What the exercise asks: Transcribe these lines verbatim, starting at the line that contains "task: segment the bridge" and continuing through the end of the material.

Records to process:
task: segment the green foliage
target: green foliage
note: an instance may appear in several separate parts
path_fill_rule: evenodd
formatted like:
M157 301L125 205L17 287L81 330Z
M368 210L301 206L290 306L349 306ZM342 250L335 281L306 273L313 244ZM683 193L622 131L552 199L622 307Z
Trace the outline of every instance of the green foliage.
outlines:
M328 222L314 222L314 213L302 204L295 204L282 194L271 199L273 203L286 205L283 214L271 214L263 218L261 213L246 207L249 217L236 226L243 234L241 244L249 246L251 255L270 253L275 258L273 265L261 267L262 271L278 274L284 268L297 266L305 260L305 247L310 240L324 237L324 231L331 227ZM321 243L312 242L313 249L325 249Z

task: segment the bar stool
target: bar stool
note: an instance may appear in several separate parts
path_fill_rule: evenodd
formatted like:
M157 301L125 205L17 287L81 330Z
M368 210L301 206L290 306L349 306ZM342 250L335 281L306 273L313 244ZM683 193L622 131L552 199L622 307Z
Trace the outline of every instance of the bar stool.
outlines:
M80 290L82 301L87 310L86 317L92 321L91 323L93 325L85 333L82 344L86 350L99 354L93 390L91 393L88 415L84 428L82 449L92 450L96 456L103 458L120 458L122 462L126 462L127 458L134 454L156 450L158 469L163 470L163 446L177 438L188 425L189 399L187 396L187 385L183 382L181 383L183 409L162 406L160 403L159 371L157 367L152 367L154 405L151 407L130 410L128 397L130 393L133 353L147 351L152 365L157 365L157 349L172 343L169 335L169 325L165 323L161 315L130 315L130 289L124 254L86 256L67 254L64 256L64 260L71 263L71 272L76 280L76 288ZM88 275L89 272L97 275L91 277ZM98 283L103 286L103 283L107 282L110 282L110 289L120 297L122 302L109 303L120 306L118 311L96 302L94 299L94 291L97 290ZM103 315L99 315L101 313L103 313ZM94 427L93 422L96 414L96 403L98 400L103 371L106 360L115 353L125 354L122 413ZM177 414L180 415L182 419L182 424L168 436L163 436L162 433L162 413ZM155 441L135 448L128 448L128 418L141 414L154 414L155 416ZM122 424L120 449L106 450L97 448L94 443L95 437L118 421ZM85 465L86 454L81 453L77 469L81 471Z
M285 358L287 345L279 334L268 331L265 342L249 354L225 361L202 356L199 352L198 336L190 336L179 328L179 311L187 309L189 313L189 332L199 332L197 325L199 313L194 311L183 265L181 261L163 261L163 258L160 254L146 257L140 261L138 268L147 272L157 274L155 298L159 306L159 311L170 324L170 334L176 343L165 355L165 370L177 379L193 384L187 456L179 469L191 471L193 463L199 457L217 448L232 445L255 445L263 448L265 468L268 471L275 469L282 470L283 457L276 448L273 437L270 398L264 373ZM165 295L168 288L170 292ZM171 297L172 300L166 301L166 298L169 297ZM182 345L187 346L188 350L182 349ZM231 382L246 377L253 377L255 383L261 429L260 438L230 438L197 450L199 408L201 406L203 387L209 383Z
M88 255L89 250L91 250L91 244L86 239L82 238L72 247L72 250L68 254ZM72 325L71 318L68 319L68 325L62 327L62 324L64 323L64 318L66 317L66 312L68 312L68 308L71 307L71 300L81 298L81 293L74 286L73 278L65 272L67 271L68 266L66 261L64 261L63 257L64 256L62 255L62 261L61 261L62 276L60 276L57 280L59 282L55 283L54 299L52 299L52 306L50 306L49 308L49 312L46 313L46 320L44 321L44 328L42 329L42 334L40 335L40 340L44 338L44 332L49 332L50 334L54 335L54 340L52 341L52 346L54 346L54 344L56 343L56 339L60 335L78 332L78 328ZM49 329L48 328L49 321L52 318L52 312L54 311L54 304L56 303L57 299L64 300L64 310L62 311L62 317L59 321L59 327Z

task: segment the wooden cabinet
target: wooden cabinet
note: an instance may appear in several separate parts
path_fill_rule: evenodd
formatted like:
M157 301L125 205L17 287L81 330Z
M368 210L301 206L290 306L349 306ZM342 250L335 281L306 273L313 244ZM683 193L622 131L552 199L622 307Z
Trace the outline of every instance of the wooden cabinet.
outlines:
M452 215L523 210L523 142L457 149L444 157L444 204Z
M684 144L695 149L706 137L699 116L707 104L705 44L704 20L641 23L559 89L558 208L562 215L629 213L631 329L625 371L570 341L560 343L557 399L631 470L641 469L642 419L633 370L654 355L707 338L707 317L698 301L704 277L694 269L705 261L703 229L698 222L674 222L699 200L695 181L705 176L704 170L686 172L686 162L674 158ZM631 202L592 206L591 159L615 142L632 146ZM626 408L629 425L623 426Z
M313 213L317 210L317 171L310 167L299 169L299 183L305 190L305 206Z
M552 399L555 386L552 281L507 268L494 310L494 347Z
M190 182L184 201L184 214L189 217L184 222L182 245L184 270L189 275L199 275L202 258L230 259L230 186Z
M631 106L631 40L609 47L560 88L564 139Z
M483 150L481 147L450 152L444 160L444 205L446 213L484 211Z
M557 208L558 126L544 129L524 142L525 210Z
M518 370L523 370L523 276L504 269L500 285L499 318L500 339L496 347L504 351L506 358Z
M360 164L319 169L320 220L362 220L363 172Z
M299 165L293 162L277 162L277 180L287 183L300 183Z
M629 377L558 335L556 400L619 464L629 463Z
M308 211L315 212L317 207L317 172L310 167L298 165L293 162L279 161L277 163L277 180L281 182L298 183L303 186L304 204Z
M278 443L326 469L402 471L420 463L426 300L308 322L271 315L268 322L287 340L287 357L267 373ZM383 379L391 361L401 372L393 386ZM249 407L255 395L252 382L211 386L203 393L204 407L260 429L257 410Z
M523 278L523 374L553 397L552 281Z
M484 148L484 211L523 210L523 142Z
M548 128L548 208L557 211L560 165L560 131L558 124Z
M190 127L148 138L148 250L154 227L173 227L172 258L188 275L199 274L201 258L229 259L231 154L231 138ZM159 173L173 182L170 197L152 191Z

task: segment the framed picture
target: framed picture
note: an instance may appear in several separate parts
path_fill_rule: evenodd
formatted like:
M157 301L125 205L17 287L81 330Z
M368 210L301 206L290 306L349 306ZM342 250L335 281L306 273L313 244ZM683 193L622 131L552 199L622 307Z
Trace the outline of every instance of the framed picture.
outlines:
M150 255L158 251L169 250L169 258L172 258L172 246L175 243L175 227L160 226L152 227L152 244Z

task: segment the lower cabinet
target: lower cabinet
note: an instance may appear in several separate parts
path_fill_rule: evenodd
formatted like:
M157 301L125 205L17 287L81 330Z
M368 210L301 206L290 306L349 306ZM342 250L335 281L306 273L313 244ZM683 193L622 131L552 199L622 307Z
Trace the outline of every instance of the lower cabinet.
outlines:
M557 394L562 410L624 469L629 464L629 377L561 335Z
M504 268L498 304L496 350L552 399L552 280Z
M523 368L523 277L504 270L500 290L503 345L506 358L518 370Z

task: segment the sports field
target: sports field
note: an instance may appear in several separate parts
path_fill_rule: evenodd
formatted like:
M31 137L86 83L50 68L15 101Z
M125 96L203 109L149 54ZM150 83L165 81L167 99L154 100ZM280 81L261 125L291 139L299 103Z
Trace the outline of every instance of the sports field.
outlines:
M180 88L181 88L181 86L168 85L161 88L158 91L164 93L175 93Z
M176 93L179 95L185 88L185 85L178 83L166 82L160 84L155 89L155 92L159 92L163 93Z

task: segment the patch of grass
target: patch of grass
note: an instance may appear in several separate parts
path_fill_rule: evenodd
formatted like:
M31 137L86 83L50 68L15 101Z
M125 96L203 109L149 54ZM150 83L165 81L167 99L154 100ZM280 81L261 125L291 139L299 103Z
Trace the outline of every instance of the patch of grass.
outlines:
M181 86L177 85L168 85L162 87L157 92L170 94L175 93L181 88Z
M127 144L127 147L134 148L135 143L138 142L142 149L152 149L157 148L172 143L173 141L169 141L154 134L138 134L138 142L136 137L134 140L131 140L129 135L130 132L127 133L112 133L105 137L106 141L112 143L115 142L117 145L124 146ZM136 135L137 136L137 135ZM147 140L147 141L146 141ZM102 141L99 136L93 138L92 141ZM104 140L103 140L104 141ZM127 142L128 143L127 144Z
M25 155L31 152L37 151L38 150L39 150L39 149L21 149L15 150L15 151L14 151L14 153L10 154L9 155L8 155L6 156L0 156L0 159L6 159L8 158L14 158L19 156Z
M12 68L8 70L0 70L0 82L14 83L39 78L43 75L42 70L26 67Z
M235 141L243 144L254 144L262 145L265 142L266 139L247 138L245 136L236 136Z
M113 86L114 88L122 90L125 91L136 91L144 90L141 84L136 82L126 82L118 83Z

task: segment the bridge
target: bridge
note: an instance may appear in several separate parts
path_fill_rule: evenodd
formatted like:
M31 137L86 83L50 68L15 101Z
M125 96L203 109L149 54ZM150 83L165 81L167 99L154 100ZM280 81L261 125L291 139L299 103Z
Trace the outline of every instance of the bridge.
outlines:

Reply:
task: segment the bridge
target: bridge
note: an instance may appear in several separate parts
path_fill_rule: evenodd
formatted like:
M31 137L86 83L50 68L15 101Z
M125 96L203 109L149 54ZM150 83L165 81L167 99L154 100ZM280 81L261 125L291 139L299 103Z
Trace the outline of every instance of the bridge.
outlines:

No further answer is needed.